• [Document text]:
= = = = =
The study on this new neural organoid technology, titled “Assessing Gq GPCR-induced human astrocyte reactivity using bioengineered neural organoids,” is published online in the Journal of Cell Biology. Krencik is the corresponding author, and Caroline Cvetkovic, Ph.D., is the first author.

“The ultimate goal is to recapitulate the functionality of the nervous system using organoids, and this study describes a next generation of that technology,” Krencik said. “Our new experimental procedure to produce the mature organoids is scalable, reproducible and much faster than previous techniques, taking weeks rather than months.”

Organoids are multicellular, 3D aggregates of cells created to simulate the structure and function of organs. These artificially generated mini organs enable scientists to investigate questions that would otherwise require probing an organ within the body. The organoids provide an edge over in vivo research with model organisms since the cellular aggregates for the organoids are derived from human stem cells, thereby retaining key characteristics of human tissue.
= = = = =
• [Records from a dataset]:
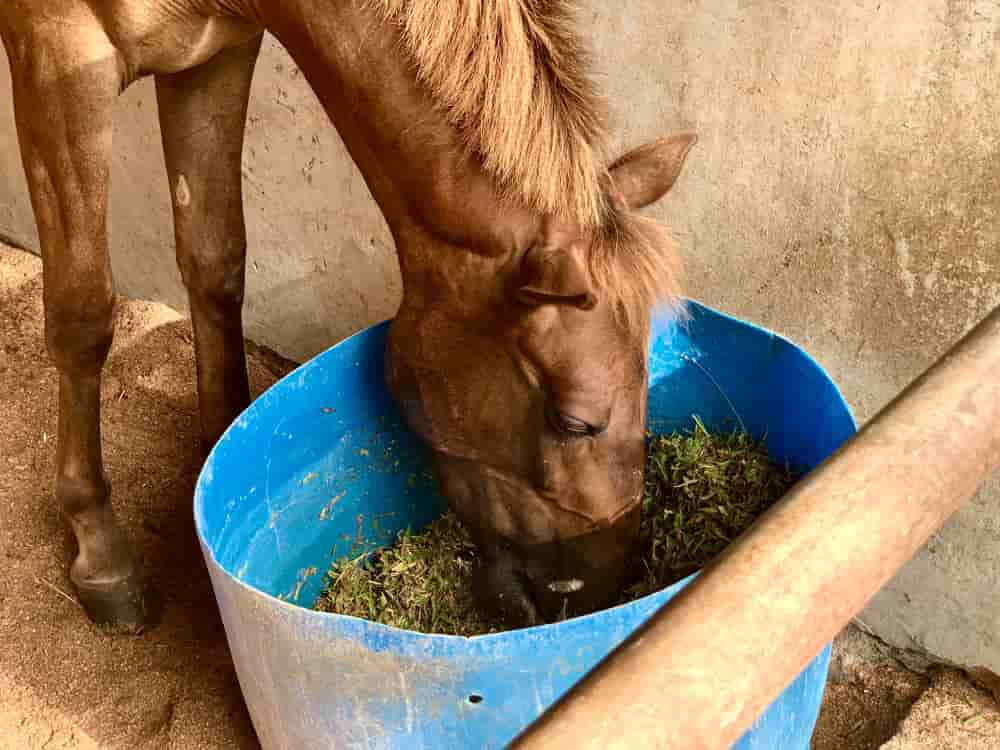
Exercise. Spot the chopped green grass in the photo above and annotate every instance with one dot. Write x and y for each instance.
(423, 582)
(702, 491)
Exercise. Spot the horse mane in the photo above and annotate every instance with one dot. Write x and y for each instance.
(512, 77)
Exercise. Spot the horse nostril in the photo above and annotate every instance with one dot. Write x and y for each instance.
(567, 586)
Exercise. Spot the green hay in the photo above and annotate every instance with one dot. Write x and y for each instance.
(702, 491)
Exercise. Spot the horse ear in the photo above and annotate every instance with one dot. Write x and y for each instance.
(555, 276)
(646, 174)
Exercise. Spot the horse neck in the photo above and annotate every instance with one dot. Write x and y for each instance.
(432, 193)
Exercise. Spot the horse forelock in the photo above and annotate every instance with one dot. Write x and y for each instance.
(636, 267)
(511, 77)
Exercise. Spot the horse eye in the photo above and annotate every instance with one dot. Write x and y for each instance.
(569, 425)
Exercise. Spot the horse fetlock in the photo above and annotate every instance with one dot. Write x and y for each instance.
(104, 554)
(84, 501)
(110, 585)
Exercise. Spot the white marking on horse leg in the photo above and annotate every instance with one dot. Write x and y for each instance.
(566, 587)
(182, 194)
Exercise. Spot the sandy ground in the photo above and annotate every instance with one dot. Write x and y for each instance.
(64, 685)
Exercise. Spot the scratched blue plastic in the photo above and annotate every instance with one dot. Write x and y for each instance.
(321, 466)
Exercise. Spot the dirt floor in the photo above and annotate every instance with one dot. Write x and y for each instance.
(64, 685)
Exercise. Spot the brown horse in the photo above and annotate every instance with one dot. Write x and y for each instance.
(518, 353)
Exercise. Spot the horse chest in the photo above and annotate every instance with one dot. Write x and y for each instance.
(167, 36)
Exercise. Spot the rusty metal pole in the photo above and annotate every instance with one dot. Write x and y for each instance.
(699, 672)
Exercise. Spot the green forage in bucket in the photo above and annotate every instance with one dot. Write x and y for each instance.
(702, 490)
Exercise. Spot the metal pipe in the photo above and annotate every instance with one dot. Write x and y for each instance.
(698, 672)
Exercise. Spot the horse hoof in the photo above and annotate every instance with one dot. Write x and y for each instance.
(127, 606)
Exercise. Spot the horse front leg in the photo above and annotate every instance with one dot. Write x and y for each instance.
(64, 87)
(202, 118)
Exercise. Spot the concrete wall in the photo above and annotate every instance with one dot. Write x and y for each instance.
(844, 192)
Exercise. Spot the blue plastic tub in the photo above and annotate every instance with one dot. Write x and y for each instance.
(321, 465)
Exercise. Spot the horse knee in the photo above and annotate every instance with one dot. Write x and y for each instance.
(215, 277)
(79, 327)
= = = = =
• [Your goal]:
Answer these questions from the organoid text:
1. Who is the first author of the study?
2. According to Krencik, how long does the new procedure take to produce mature organoids?
3. What are the cellular aggregates for the organoids derived from?

• [Solution to the problem]:
1. Caroline Cvetkovic, Ph.D.
2. Weeks rather than months.
3. Human stem cells.